Data records
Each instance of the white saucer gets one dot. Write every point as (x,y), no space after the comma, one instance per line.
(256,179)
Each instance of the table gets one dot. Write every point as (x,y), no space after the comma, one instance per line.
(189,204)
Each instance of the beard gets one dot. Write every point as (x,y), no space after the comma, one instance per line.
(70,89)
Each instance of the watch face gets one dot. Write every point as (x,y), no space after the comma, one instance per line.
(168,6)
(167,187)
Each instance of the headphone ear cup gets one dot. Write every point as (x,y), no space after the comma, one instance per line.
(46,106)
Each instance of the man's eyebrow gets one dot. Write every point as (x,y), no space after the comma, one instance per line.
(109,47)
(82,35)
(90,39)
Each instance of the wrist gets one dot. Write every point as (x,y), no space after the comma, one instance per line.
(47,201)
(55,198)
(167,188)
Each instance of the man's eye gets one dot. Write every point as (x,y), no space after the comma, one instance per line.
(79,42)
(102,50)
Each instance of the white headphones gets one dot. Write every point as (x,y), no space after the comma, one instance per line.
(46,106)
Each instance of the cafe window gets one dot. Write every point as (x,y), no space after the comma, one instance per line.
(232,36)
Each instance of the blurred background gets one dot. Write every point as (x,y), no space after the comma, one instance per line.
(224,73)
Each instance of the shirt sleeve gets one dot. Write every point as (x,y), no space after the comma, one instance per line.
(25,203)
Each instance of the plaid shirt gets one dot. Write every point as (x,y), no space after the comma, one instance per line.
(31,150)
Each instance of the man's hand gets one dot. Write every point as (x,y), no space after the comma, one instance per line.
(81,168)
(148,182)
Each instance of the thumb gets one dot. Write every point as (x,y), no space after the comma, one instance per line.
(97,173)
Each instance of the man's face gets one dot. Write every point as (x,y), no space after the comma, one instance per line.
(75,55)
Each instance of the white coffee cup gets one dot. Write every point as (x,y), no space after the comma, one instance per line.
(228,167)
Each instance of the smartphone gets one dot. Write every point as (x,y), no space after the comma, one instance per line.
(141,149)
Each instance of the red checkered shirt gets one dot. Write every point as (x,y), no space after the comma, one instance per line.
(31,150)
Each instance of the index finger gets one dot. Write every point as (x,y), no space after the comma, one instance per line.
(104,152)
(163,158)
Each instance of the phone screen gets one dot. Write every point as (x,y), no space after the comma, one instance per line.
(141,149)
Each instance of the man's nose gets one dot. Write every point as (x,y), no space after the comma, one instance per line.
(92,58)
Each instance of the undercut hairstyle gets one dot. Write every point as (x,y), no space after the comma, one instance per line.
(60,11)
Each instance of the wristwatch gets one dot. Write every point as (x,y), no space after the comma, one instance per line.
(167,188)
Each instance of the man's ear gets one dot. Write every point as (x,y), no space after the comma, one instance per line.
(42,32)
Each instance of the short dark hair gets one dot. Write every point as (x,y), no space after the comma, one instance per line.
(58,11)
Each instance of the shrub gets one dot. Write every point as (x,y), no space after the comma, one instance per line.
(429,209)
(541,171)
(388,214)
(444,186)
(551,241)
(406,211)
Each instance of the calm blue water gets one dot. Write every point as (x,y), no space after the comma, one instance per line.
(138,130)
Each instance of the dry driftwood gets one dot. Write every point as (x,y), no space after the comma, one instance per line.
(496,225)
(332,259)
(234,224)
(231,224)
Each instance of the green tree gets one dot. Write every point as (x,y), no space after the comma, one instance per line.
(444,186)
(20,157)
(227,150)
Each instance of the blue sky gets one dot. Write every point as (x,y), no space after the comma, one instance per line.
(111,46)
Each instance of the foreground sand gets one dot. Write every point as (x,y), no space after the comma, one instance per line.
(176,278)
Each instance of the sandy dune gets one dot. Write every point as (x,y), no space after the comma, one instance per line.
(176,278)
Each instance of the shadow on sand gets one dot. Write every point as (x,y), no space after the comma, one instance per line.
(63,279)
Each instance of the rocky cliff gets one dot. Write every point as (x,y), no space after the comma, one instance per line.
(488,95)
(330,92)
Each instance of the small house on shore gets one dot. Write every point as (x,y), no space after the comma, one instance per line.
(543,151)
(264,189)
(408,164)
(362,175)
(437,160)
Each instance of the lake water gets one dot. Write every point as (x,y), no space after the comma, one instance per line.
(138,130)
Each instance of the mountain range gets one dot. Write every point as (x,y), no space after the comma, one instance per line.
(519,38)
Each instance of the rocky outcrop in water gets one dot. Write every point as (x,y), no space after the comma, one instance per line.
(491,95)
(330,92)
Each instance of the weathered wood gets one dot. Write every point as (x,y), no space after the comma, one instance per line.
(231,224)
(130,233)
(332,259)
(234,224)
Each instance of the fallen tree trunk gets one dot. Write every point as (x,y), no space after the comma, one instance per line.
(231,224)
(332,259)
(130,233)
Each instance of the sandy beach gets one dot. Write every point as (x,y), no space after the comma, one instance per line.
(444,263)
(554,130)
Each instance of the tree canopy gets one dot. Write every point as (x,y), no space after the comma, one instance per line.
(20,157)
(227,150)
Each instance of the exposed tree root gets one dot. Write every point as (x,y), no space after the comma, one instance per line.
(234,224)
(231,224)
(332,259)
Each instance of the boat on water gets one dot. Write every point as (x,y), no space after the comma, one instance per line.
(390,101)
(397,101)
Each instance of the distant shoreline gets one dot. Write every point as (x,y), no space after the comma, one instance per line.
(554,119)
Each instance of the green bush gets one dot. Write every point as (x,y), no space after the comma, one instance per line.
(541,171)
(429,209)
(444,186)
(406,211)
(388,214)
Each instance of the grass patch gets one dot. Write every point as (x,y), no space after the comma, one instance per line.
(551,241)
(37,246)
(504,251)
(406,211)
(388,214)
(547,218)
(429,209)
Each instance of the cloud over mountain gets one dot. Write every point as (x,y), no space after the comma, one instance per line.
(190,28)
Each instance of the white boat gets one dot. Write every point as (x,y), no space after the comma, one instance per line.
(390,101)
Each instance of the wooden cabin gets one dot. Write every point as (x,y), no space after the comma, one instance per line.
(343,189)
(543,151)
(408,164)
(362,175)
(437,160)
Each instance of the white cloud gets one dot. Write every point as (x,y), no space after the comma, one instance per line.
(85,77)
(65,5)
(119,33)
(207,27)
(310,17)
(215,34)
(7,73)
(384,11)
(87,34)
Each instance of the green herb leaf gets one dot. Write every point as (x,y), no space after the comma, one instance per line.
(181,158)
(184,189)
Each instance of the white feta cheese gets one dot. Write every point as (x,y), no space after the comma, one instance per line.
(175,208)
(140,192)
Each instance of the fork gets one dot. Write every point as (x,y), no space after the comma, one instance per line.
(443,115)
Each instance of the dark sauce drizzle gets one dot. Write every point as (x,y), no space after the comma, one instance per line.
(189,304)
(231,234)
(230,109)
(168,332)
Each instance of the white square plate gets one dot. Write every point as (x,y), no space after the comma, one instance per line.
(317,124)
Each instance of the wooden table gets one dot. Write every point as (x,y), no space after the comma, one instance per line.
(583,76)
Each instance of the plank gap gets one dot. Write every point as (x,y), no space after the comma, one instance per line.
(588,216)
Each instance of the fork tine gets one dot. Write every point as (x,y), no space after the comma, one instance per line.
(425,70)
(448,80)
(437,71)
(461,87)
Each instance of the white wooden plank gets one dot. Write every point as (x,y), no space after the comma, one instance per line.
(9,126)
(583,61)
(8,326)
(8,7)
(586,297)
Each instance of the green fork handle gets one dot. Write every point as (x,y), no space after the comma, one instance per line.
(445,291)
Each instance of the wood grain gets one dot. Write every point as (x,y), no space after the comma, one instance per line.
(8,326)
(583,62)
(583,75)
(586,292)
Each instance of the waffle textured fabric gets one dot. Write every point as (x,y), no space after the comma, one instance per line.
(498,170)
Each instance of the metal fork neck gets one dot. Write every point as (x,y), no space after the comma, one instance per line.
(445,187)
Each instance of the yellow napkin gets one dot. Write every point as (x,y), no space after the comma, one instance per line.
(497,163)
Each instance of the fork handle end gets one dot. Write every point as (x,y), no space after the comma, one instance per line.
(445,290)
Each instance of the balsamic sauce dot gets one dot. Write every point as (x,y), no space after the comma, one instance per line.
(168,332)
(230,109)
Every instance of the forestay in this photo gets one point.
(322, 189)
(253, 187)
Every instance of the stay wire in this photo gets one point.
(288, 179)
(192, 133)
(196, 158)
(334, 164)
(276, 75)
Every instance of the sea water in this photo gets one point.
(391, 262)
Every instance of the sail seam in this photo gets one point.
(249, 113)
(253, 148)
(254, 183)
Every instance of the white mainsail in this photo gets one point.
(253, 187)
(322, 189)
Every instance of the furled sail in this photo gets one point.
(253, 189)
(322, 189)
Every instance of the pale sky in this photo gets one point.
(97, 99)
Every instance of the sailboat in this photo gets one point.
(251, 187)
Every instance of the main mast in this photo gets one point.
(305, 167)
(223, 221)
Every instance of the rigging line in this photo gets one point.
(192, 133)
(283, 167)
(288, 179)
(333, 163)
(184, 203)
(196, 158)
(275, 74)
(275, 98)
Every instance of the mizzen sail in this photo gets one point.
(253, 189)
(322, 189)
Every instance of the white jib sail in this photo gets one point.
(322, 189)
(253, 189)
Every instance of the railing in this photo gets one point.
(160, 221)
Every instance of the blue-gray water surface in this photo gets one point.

Exercise details
Return exactly the lines from the one containing "Each instance of the metal" to the last line of the data, and nothing more.

Written answer
Each instance of the metal fork neck gets one dot. Write every point as (x,y), no space after the comma, one instance per line.
(445,187)
Each instance of the yellow napkin gets one dot. Write every point as (x,y), no space after the comma, one instance per line.
(497,163)
Each instance of the fork handle end gets one dot. Write every point as (x,y), no space after the comma, one instance per line.
(445,290)
Each instance of the balsamic sauce dot gets one dot. Write every point as (x,y), no space after the comma, one instance per line.
(168,332)
(230,109)
Every instance of the forestay in this photo gets one point.
(322, 189)
(253, 187)
Every instance of the stay wire in this photo gets one point.
(288, 179)
(192, 133)
(196, 158)
(334, 164)
(276, 75)
Every instance of the sea water in this photo gets one point.
(391, 262)
Every instance of the sail seam in this photo gets one point.
(249, 113)
(253, 148)
(254, 183)
Every instance of the white mainsail in this photo gets one point.
(253, 187)
(322, 189)
Every instance of the furled sail in this photo gets one point.
(253, 189)
(322, 189)
Every instance of the pale sky in this photo gets one point.
(97, 99)
Every instance of the sailboat in this photo gets one point.
(251, 187)
Every instance of the main mast in this photo gets one point.
(305, 167)
(223, 221)
Every instance of the rigging line in this photo gets one point.
(192, 133)
(283, 167)
(288, 179)
(333, 163)
(184, 203)
(196, 158)
(275, 74)
(275, 98)
Every instance of the mizzen sail in this photo gets one point.
(253, 189)
(322, 189)
Every instance of the white jib sail in this photo gets one point.
(322, 189)
(253, 189)
Every instance of the railing in this photo gets one point.
(160, 221)
Every instance of the blue-gray water surface in this photo gets one point.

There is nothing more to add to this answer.